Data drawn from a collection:
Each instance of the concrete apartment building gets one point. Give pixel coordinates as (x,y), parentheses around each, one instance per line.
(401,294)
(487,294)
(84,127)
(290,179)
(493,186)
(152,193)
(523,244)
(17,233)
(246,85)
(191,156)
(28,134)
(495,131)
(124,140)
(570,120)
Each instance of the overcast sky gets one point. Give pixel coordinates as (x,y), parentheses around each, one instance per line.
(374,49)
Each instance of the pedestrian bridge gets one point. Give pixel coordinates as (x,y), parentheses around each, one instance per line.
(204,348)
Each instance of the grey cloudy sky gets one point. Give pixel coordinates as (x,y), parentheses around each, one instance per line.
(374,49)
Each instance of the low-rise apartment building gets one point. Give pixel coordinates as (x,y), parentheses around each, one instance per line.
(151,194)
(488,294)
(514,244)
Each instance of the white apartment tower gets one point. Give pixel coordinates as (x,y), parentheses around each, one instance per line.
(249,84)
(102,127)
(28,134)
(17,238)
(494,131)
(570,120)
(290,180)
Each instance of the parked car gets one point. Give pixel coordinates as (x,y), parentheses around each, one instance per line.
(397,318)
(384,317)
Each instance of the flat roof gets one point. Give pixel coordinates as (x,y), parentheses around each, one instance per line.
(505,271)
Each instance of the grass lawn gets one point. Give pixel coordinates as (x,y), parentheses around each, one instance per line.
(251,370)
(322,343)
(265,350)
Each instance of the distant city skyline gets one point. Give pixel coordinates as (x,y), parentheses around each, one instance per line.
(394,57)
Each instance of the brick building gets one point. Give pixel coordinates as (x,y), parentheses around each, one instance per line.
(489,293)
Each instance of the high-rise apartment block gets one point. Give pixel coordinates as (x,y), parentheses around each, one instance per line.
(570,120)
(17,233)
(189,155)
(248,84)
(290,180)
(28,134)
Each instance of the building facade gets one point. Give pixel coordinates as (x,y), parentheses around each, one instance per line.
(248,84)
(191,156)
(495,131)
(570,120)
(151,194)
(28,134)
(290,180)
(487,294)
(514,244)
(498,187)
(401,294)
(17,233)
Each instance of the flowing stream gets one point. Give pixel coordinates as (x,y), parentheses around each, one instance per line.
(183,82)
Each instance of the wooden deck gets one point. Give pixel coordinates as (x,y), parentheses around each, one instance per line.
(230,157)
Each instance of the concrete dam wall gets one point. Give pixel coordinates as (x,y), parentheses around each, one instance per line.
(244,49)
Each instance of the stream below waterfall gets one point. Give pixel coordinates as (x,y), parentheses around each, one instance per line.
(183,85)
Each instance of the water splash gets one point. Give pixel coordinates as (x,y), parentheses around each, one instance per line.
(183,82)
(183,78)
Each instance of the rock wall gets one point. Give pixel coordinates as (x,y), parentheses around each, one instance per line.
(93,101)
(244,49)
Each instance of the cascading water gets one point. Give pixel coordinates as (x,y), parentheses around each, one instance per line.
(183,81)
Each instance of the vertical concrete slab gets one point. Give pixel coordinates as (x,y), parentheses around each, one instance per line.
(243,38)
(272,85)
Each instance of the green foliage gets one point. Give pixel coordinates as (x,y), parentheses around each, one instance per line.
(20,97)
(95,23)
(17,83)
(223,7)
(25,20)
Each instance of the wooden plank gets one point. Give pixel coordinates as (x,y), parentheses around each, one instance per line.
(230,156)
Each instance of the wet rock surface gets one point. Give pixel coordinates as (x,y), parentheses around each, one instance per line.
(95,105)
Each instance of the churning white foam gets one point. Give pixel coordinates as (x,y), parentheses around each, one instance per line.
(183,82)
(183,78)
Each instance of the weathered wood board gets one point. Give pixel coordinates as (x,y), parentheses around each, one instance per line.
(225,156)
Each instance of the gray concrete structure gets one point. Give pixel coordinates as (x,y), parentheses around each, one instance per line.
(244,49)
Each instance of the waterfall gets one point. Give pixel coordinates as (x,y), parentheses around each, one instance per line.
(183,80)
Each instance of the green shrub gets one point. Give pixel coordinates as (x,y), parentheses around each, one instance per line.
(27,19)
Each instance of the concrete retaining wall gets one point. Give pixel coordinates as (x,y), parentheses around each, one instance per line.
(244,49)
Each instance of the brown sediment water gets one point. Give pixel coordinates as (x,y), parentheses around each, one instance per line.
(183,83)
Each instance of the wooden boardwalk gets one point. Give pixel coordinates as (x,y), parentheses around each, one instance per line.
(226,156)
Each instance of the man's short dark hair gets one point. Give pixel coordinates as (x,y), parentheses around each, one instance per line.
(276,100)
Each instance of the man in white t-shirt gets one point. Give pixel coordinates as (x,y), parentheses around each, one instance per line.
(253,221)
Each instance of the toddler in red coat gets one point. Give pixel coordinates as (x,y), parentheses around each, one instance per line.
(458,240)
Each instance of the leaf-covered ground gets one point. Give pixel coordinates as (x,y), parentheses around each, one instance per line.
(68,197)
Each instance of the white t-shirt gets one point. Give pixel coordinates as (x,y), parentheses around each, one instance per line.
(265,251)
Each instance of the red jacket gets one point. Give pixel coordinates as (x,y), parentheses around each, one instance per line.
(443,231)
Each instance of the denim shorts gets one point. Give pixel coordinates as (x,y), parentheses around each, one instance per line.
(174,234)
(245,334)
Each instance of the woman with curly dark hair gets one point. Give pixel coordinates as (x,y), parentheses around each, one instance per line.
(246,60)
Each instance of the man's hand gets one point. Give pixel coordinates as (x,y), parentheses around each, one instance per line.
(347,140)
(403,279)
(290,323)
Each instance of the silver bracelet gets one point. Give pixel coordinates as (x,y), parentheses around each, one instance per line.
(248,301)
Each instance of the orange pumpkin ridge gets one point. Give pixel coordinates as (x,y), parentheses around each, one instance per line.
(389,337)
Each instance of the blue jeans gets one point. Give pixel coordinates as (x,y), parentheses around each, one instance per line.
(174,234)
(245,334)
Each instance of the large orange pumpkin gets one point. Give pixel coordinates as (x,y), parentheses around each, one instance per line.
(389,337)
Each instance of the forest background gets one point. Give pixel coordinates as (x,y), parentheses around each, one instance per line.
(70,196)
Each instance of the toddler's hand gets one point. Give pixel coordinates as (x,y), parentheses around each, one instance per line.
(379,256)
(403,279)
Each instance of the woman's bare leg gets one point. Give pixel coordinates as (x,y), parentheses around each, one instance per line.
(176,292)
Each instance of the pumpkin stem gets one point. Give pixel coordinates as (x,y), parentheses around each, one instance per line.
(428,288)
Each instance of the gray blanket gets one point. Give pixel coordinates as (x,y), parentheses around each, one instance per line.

§ The task
Reproduce every line from the one containing "Each instance of the pumpkin" through the end of the material, requests included, shifting each answer's pixel coordinates by adding 19 to both numbers.

§ The reply
Each instance of the pumpkin stem gets one point. Give pixel coordinates as (x,y), parentheses around each, one instance per line.
(447,307)
Each instance of the gray blanket gets one point. Give pixel coordinates as (x,y), parentheses around each, one instance per line.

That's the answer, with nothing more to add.